Seems there's a conflict in resolving tables in Analyzer when a table is used for both target table and source table. A quick workaround could be
val sourceDf = spark.sql("(WITH ... FROM final_table)")
sourceDf.createTempView("sourceDataView")
// use the view as source:
spark.sql("""
MERGE INTO delta.`$deltaFilesLocation/database=database_test/table_b_test/` AS trg
USING sourceDataView as src
ON ...""")
Here's a smaller repro:
spark.sql("create table mytab (id int) using delta")
spark.sql("""
merge into mytab as target
using (
select (select max(id) from mytab) as id
from (
select to_timestamp('2000-01-01 00:00:00') dummy
from mytab
)
) as source
on target.id = source.id
when matched then update set target.id = 0
""")
And the root cause is because relation objects are shared by relationCache in Spark's Analyzer. Because plan nodes are mutable when it comes to tags, it should be cloning the objects instead of sharing the same object in multiple places. DeltaAnalysis adds a tag to the target relation to avoid V2 to V1 conversion, but the same relation can be used in the source clause, which causes the plan to have V2 relations in the source clause. And hence the "AnalysisException: Table does not support reads" error.
The issue should be fixed on the Spark side, although it is possible to implement a fix on the Delta side. We can clone the relation before adding the tag.

MATERIAL SUPPLIED
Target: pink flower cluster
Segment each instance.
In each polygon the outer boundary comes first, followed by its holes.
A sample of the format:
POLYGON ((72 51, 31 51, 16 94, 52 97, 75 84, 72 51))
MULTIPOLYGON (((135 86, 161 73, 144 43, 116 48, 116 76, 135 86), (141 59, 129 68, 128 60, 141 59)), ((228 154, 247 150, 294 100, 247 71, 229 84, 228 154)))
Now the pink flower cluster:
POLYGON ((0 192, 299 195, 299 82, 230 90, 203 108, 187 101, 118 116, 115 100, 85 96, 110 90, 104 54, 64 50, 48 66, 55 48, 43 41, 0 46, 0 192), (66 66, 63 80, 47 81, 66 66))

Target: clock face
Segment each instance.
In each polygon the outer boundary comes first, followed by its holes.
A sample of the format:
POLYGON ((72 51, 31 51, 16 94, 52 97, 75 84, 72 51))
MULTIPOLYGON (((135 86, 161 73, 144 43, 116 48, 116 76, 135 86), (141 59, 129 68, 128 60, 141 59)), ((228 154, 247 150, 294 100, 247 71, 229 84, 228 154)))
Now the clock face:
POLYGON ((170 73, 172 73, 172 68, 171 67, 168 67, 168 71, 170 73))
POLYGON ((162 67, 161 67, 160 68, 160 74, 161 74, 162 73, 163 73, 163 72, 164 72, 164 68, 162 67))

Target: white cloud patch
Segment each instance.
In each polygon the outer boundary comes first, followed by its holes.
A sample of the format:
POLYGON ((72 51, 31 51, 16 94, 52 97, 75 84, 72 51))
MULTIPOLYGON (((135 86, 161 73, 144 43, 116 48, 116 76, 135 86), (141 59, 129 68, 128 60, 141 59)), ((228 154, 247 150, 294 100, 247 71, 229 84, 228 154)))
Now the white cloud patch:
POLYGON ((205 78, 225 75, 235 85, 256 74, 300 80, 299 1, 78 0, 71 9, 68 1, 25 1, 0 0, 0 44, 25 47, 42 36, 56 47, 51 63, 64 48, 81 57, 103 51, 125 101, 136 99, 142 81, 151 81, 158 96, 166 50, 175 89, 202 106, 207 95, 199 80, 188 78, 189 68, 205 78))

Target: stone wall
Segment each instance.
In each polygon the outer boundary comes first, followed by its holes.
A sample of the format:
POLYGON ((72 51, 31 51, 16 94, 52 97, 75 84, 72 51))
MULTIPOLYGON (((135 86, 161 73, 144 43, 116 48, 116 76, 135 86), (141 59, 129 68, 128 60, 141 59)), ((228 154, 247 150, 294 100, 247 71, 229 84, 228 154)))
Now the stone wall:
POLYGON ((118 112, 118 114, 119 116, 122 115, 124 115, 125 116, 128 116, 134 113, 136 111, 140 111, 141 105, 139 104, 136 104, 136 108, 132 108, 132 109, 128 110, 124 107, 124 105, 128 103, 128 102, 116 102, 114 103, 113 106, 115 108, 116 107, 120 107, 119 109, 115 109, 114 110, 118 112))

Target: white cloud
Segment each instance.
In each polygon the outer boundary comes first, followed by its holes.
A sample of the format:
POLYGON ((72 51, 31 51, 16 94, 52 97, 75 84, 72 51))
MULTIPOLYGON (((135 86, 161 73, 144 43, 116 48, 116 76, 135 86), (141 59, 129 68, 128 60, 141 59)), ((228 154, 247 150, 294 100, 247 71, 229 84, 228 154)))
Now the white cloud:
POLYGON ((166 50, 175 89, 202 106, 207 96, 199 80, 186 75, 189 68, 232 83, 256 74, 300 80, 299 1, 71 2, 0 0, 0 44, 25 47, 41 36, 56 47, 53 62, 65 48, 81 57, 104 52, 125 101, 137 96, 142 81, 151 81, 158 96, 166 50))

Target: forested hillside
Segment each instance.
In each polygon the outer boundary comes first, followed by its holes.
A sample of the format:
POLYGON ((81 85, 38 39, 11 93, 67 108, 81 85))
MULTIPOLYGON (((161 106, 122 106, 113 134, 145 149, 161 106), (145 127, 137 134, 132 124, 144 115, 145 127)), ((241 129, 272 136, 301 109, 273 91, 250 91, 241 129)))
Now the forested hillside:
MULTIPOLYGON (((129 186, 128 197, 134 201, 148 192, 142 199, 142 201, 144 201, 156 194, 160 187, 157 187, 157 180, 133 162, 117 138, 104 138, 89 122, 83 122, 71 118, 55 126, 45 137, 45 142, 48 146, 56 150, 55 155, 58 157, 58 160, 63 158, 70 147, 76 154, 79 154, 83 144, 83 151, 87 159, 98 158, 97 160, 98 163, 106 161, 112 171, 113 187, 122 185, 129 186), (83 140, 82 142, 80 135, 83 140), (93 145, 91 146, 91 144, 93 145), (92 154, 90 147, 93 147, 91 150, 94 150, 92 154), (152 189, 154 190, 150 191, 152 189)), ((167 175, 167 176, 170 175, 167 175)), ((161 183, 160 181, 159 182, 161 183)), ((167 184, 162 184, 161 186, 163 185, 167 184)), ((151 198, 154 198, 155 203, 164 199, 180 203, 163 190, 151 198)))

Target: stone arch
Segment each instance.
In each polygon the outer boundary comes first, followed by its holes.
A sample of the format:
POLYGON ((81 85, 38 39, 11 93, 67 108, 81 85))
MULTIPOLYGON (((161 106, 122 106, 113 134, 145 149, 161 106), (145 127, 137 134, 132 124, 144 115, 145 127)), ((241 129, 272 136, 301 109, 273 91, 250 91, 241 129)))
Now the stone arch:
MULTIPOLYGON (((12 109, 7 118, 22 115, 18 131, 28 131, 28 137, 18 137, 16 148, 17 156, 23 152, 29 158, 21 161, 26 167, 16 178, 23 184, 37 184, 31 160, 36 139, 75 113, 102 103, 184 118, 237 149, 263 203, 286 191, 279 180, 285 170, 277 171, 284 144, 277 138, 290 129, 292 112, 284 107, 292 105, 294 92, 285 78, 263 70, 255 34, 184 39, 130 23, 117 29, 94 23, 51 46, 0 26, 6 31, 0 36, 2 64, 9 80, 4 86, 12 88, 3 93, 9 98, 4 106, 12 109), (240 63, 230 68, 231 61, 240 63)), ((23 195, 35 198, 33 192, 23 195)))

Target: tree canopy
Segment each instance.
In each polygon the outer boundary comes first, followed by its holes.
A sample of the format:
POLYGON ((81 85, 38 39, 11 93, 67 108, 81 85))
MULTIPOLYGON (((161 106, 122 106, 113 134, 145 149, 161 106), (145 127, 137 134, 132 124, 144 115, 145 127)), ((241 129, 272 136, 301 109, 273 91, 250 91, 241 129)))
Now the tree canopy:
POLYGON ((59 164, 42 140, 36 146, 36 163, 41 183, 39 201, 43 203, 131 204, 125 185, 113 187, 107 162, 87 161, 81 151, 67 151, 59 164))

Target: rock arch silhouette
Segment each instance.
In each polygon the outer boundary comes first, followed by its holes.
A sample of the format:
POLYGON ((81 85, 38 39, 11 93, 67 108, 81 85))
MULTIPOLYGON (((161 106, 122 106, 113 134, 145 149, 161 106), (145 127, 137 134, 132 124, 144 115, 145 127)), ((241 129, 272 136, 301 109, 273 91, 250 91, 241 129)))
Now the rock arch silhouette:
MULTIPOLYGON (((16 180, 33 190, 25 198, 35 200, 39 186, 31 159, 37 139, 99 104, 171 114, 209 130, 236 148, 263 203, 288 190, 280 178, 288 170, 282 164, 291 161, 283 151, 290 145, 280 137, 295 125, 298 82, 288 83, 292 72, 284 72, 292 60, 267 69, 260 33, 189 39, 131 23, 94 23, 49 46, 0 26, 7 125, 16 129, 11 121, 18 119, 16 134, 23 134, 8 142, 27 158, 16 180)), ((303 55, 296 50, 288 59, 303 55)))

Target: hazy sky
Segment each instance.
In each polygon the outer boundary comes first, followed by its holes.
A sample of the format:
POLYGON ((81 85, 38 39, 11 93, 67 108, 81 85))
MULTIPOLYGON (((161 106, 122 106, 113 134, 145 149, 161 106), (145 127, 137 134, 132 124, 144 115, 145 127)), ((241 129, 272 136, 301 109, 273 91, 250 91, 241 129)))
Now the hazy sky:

TASKS AND EXERCISES
a) Transcribe the part of the Delta MERGE discussion starting at "And the root" and ending at "adding the tag.".
b) In the Delta MERGE discussion, what does DeltaAnalysis add to the target relation, and for what purpose?
The listing stands on its own and has no connection to the Delta MERGE discussion.

SOLUTION LIST
a)
And the root cause is because relation objects are shared by relationCache in Spark's Analyzer. Because plan nodes are mutable when it comes to tags, it should be cloning the objects instead of sharing the same object in multiple places. DeltaAnalysis adds a tag to the target relation to avoid V2 to V1 conversion, but the same relation can be used in the source clause, which causes the plan to have V2 relations in the source clause. And hence the "AnalysisException: Table does not support reads" error.
The issue should be fixed on the Spark side, although it is possible to implement a fix on the Delta side. We can clone the relation before adding the tag.

b) It adds a tag to avoid V2 to V1 conversion.